▶ _Supplied entries_:
- - -

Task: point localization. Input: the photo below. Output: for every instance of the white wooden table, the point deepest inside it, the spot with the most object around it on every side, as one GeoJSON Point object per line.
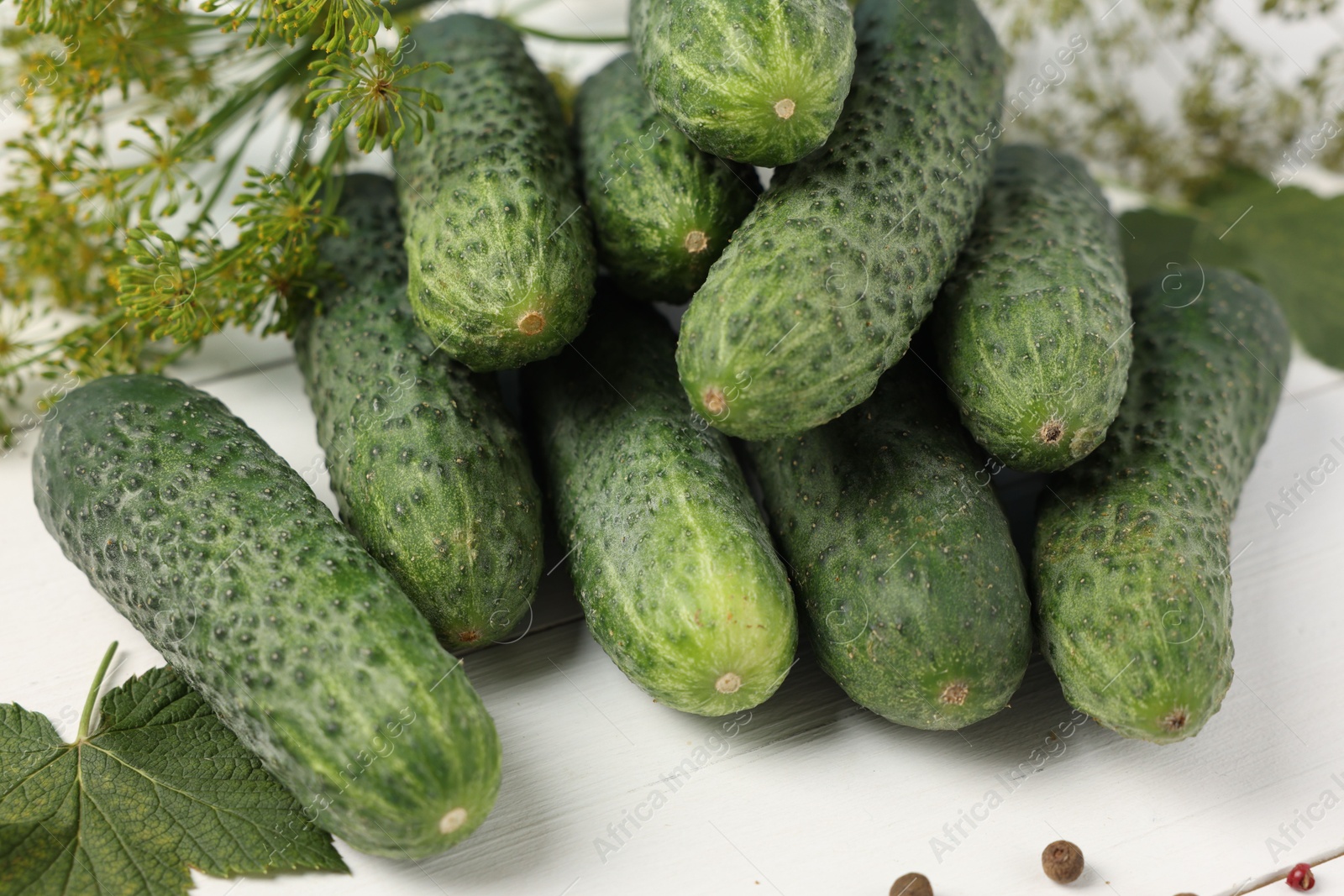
{"type": "Point", "coordinates": [808, 793]}
{"type": "Point", "coordinates": [608, 793]}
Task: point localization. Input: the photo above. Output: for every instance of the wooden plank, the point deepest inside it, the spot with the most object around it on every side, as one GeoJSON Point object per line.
{"type": "Point", "coordinates": [810, 793]}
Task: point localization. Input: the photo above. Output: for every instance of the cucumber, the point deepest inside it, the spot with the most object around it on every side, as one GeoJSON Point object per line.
{"type": "Point", "coordinates": [828, 277]}
{"type": "Point", "coordinates": [754, 81]}
{"type": "Point", "coordinates": [222, 557]}
{"type": "Point", "coordinates": [664, 210]}
{"type": "Point", "coordinates": [911, 590]}
{"type": "Point", "coordinates": [428, 469]}
{"type": "Point", "coordinates": [1132, 569]}
{"type": "Point", "coordinates": [669, 553]}
{"type": "Point", "coordinates": [501, 251]}
{"type": "Point", "coordinates": [1032, 327]}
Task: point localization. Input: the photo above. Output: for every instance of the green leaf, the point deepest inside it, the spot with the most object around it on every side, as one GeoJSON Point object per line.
{"type": "Point", "coordinates": [1155, 242]}
{"type": "Point", "coordinates": [1288, 239]}
{"type": "Point", "coordinates": [160, 785]}
{"type": "Point", "coordinates": [1285, 238]}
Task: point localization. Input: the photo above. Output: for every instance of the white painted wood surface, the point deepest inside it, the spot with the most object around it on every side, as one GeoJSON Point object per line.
{"type": "Point", "coordinates": [810, 794]}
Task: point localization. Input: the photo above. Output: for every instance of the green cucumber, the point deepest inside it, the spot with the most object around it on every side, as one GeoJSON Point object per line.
{"type": "Point", "coordinates": [754, 81]}
{"type": "Point", "coordinates": [1132, 570]}
{"type": "Point", "coordinates": [663, 210]}
{"type": "Point", "coordinates": [840, 261]}
{"type": "Point", "coordinates": [911, 590]}
{"type": "Point", "coordinates": [669, 553]}
{"type": "Point", "coordinates": [429, 470]}
{"type": "Point", "coordinates": [501, 251]}
{"type": "Point", "coordinates": [1032, 327]}
{"type": "Point", "coordinates": [222, 557]}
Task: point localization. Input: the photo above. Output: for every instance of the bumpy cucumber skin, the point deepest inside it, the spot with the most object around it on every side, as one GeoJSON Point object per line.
{"type": "Point", "coordinates": [221, 555]}
{"type": "Point", "coordinates": [911, 590]}
{"type": "Point", "coordinates": [501, 248]}
{"type": "Point", "coordinates": [721, 70]}
{"type": "Point", "coordinates": [672, 563]}
{"type": "Point", "coordinates": [663, 210]}
{"type": "Point", "coordinates": [840, 261]}
{"type": "Point", "coordinates": [1132, 564]}
{"type": "Point", "coordinates": [429, 472]}
{"type": "Point", "coordinates": [1032, 327]}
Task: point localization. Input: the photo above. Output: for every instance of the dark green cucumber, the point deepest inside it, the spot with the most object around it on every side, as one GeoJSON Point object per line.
{"type": "Point", "coordinates": [1032, 327]}
{"type": "Point", "coordinates": [663, 210]}
{"type": "Point", "coordinates": [1132, 569]}
{"type": "Point", "coordinates": [222, 557]}
{"type": "Point", "coordinates": [430, 473]}
{"type": "Point", "coordinates": [671, 559]}
{"type": "Point", "coordinates": [827, 280]}
{"type": "Point", "coordinates": [754, 81]}
{"type": "Point", "coordinates": [911, 589]}
{"type": "Point", "coordinates": [501, 261]}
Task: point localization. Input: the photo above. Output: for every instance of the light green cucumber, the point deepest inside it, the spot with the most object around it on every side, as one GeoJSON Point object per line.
{"type": "Point", "coordinates": [1032, 327]}
{"type": "Point", "coordinates": [671, 559]}
{"type": "Point", "coordinates": [1132, 570]}
{"type": "Point", "coordinates": [911, 584]}
{"type": "Point", "coordinates": [754, 81]}
{"type": "Point", "coordinates": [830, 275]}
{"type": "Point", "coordinates": [663, 210]}
{"type": "Point", "coordinates": [501, 251]}
{"type": "Point", "coordinates": [222, 557]}
{"type": "Point", "coordinates": [429, 470]}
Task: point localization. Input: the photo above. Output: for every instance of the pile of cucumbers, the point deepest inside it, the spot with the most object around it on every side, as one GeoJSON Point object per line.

- - -

▶ _Problem statement_:
Each line of the material must be retyped exactly, except that images are omitted.

▶ _Result of this exercise_:
Task: point localization. Input: the photo below. Output: for every instance of the white wooden table, the point deepest inside it, the spot with the most object around it on every side, as one GeoJSON Point object per line.
{"type": "Point", "coordinates": [808, 793]}
{"type": "Point", "coordinates": [608, 793]}
Task: point localization. Input: the photo above. Output: for every instance of the wooden plank, the point deepest inside it, the spot with the most object around it on every side, as one GeoJSON Point object per line.
{"type": "Point", "coordinates": [810, 793]}
Task: point localization. Input: the photo above. Output: for every instance of the cucumber, the point deepest inside it, the spot with the most object around it on every side, as one GeoJSON Point object per line.
{"type": "Point", "coordinates": [828, 277]}
{"type": "Point", "coordinates": [754, 81]}
{"type": "Point", "coordinates": [222, 557]}
{"type": "Point", "coordinates": [664, 210]}
{"type": "Point", "coordinates": [911, 590]}
{"type": "Point", "coordinates": [428, 469]}
{"type": "Point", "coordinates": [1132, 569]}
{"type": "Point", "coordinates": [669, 553]}
{"type": "Point", "coordinates": [501, 251]}
{"type": "Point", "coordinates": [1032, 327]}
Task: point localization. Input: the photo above. Output: for every instance of the green leaf, the point deepest inside it, the spot with the most object around it on every side, as one GeoJSON Point object per line.
{"type": "Point", "coordinates": [1155, 242]}
{"type": "Point", "coordinates": [1288, 239]}
{"type": "Point", "coordinates": [160, 785]}
{"type": "Point", "coordinates": [1285, 238]}
Task: point localization. Input: the photo above. Output: for every instance of the white painted wood surface, the point deepest inside it, the spot with the most object around it on every side, as one GeoJSON Point object per line.
{"type": "Point", "coordinates": [810, 794]}
Task: point localization. Input: the photo above. Output: for every instance of the green cucumber, the point deepest inside it, the spot with the most object around it on every side, as one GeoJSON Point object per line.
{"type": "Point", "coordinates": [754, 81]}
{"type": "Point", "coordinates": [1132, 570]}
{"type": "Point", "coordinates": [663, 210]}
{"type": "Point", "coordinates": [840, 261]}
{"type": "Point", "coordinates": [911, 590]}
{"type": "Point", "coordinates": [669, 553]}
{"type": "Point", "coordinates": [429, 470]}
{"type": "Point", "coordinates": [501, 251]}
{"type": "Point", "coordinates": [1032, 327]}
{"type": "Point", "coordinates": [222, 557]}
Task: point localization. Input: the photo above. Output: for every instance of the bumpy cucumber skin, the point deepest inside it, the spot with the most object around it on every side, as one GeoJSON Point object per line.
{"type": "Point", "coordinates": [221, 555]}
{"type": "Point", "coordinates": [911, 590]}
{"type": "Point", "coordinates": [501, 248]}
{"type": "Point", "coordinates": [721, 70]}
{"type": "Point", "coordinates": [672, 563]}
{"type": "Point", "coordinates": [663, 210]}
{"type": "Point", "coordinates": [840, 261]}
{"type": "Point", "coordinates": [1132, 564]}
{"type": "Point", "coordinates": [429, 472]}
{"type": "Point", "coordinates": [1032, 327]}
Task: point localization. Input: the photo above. Output: for every instance of the dark green cucumber, the point deepest inside it, the spot with the most object around it on every side, as one GeoJSON Point object per line.
{"type": "Point", "coordinates": [1032, 327]}
{"type": "Point", "coordinates": [663, 210]}
{"type": "Point", "coordinates": [1132, 569]}
{"type": "Point", "coordinates": [222, 557]}
{"type": "Point", "coordinates": [430, 473]}
{"type": "Point", "coordinates": [671, 559]}
{"type": "Point", "coordinates": [827, 280]}
{"type": "Point", "coordinates": [754, 81]}
{"type": "Point", "coordinates": [911, 589]}
{"type": "Point", "coordinates": [501, 261]}
Task: point localization. Input: the photo above. Output: for every instance of the light green cucumber, the point deepest inside it, the spot with the most object around it on every side, as one GeoJSON Point object per line.
{"type": "Point", "coordinates": [1032, 327]}
{"type": "Point", "coordinates": [671, 559]}
{"type": "Point", "coordinates": [1132, 570]}
{"type": "Point", "coordinates": [911, 584]}
{"type": "Point", "coordinates": [754, 81]}
{"type": "Point", "coordinates": [830, 275]}
{"type": "Point", "coordinates": [663, 210]}
{"type": "Point", "coordinates": [501, 251]}
{"type": "Point", "coordinates": [222, 557]}
{"type": "Point", "coordinates": [429, 470]}
Task: point localization. Input: the photo above. Output: for every instance of the pile of cucumbers, the point deepest inside it, the spot with the most object around it on every side, as one GeoJSON Point object per line.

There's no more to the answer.